** start Page extract **
Skip to content
Breaking News Alert Exclusive: Senators Probe TikTok For Spreading Trans Propaganda While Censoring Girls' Sports Advocates

FBI’s Trump Raid Reinforces Deep-State G-Men As The Bad Guys

With Monday’s raid of Trump’s Florida home, FBI headquarters has made clear it still sees Trump and conservatives as the enemy.

Share

The FBI’s unprecedented raid of former president Donald Trump’s home has angered Americans much beyond his loyalists. Nonetheless, watch for the bureau to exploit the backlash to target conservative organizations and to find some isolated extremists to entrap Whitmer-style.

The raid at Trump’s Mar-a-Lago residence on Monday raised the volume of voices on the right who have been criticizing the politicization of the Department of Justice and the Federal Bureau of Investigations for six-plus years. But the overreach seen in the search of the former president’s home proved even too great for some Trump critics and even a few Democrats who joined the choir to condemn the raid. Notwithstanding the broad base of the pushback, however, conservatives should ready themselves for further moves by FBI headquarters to target the right, using outrage over the raid of Trump’s home as an excuse. 

FBI headquarters has made clear its view of conservatives such as Sen. Ted Cruz, R-Texas, which were exposed last week when Christopher Wray testified before the Senate Judiciary Committee. During the three-hour-plus hearing that the FBI director cut short to catch a plane, Cruz marched through the most extreme examples of the FBI’s targeting of conservatives. 

Cruz began by displaying warped training materials used by the FBI that identified several historic, patriotic symbols often used by conservatives as symbols “indicative of militia-violent extremism.”

“The simple words, things like the Ku Klux Klan or the Nazi Party, would be symbols” of violent extremism, Cruz stressed, but the FBI training materials instead “included astonishingly patriotic symbols of our nation and our history,” such as “the Betsy Ross flag,” even though Presidents Barack Obama and Joe Biden took their oath of office directly beneath the Betsy Ross flag. 

Also included on the list of “symbols of militia-violent extremism,” Cruz continued, was the Gadsden flag, even though Virginia and several other states offer license plates displaying the bright yellow “Don’t Tread on Me” image. The Gonzales “Come and Take It” flag likewise made an appearance on the FBI’s list as indicative of a violent extremist militia, prompting the Texas senator to self-report since the Gonzales flag embosses the back of his boots.
** end Page extract **
** start Records shown **
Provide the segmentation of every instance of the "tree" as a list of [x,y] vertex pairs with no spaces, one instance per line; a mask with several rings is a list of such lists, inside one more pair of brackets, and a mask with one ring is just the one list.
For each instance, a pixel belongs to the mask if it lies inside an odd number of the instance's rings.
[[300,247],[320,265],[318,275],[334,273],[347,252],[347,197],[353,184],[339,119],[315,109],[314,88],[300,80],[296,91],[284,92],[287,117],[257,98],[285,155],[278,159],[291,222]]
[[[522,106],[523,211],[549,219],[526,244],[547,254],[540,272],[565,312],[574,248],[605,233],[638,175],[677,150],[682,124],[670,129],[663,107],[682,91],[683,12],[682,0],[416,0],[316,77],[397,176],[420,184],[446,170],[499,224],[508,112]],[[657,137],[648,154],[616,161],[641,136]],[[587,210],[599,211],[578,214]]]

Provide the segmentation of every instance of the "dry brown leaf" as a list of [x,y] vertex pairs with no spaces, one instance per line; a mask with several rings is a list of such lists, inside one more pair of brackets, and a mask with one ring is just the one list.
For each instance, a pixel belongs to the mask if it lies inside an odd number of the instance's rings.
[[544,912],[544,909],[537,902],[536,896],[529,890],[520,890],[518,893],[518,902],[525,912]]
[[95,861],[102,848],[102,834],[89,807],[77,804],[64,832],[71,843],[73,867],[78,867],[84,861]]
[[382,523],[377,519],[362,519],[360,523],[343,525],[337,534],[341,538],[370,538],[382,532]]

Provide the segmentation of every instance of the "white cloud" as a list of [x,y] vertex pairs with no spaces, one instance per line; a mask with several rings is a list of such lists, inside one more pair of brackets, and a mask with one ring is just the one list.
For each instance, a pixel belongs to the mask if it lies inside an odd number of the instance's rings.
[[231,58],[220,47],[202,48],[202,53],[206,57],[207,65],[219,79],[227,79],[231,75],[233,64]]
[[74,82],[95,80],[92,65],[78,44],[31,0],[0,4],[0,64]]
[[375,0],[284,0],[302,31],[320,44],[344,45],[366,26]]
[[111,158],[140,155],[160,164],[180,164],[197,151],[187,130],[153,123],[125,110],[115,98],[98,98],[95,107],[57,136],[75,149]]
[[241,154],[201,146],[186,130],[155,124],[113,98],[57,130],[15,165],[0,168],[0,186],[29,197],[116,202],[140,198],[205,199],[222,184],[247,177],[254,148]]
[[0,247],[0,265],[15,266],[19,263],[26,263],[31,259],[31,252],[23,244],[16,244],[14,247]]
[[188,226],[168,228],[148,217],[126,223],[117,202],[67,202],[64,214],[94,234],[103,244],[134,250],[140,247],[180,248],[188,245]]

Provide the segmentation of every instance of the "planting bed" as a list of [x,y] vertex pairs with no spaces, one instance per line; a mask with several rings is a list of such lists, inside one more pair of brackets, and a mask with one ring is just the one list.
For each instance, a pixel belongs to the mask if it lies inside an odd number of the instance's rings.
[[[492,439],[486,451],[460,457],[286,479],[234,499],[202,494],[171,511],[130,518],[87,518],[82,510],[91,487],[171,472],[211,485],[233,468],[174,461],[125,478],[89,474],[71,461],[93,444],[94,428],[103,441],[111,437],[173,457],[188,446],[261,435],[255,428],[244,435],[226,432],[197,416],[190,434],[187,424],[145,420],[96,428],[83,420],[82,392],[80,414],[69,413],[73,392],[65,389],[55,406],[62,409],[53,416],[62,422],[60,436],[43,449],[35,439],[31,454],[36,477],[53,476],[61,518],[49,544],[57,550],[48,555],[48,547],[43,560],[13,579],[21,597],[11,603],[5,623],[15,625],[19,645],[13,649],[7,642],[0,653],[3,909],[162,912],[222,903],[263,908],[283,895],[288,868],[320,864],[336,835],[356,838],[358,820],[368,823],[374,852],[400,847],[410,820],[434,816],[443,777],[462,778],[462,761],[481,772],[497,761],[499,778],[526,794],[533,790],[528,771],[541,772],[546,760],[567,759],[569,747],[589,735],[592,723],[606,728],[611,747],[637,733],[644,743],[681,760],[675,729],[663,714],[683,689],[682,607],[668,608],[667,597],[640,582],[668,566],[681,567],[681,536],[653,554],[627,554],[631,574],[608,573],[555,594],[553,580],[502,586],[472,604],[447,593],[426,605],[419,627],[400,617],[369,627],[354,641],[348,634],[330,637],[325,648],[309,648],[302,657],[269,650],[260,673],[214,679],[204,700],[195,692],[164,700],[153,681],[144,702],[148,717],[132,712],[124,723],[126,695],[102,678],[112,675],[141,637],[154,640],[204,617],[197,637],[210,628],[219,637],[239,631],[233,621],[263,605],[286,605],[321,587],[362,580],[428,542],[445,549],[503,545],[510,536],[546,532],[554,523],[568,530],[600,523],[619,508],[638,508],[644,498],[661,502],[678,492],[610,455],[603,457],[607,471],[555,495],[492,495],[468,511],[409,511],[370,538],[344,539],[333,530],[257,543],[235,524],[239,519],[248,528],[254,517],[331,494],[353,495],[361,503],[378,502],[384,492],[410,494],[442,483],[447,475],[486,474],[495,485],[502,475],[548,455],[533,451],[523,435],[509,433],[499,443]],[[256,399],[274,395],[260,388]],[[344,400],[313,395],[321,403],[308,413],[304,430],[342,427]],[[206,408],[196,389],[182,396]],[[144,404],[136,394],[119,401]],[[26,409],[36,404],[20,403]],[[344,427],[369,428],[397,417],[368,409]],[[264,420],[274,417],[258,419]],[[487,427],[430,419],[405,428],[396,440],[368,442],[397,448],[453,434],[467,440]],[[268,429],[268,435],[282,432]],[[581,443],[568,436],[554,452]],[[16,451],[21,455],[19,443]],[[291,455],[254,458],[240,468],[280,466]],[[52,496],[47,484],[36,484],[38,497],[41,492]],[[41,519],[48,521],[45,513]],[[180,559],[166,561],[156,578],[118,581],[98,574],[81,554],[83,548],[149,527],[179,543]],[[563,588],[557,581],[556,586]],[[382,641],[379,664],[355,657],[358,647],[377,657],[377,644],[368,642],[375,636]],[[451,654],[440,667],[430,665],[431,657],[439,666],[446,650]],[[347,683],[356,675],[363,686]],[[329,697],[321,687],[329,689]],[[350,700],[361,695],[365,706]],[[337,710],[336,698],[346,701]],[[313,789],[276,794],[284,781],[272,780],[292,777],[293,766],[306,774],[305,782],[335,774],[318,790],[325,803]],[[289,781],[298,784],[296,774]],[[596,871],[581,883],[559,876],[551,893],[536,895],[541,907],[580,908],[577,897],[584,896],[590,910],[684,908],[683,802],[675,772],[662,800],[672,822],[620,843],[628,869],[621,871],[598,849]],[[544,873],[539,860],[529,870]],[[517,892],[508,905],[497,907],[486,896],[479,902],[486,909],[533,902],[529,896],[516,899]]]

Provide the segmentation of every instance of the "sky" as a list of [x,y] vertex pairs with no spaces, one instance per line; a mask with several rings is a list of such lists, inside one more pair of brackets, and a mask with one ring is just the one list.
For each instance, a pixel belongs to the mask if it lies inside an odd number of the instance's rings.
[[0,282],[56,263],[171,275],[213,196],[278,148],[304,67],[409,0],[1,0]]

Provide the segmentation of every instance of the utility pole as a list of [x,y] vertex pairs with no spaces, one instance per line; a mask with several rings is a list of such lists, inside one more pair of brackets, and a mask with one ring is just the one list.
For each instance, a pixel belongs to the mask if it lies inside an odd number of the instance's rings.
** end Records shown **
[Tasks for this exercise]:
[A] In the article about the FBI raid, which flag does the text say embosses the back of Cruz's boots?
[B] From the article about the FBI raid, extract the stretch from "With Monday’s raid" through "to entrap Whitmer-style.".

[Worked answers]:
[A] The Gonzales "Come and Take It" flag.

[B]
With Monday’s raid of Trump’s Florida home, FBI headquarters has made clear it still sees Trump and conservatives as the enemy.

Share

The FBI’s unprecedented raid of former president Donald Trump’s home has angered Americans much beyond his loyalists. Nonetheless, watch for the bureau to exploit the backlash to target conservative organizations and to find some isolated extremists to entrap Whitmer-style.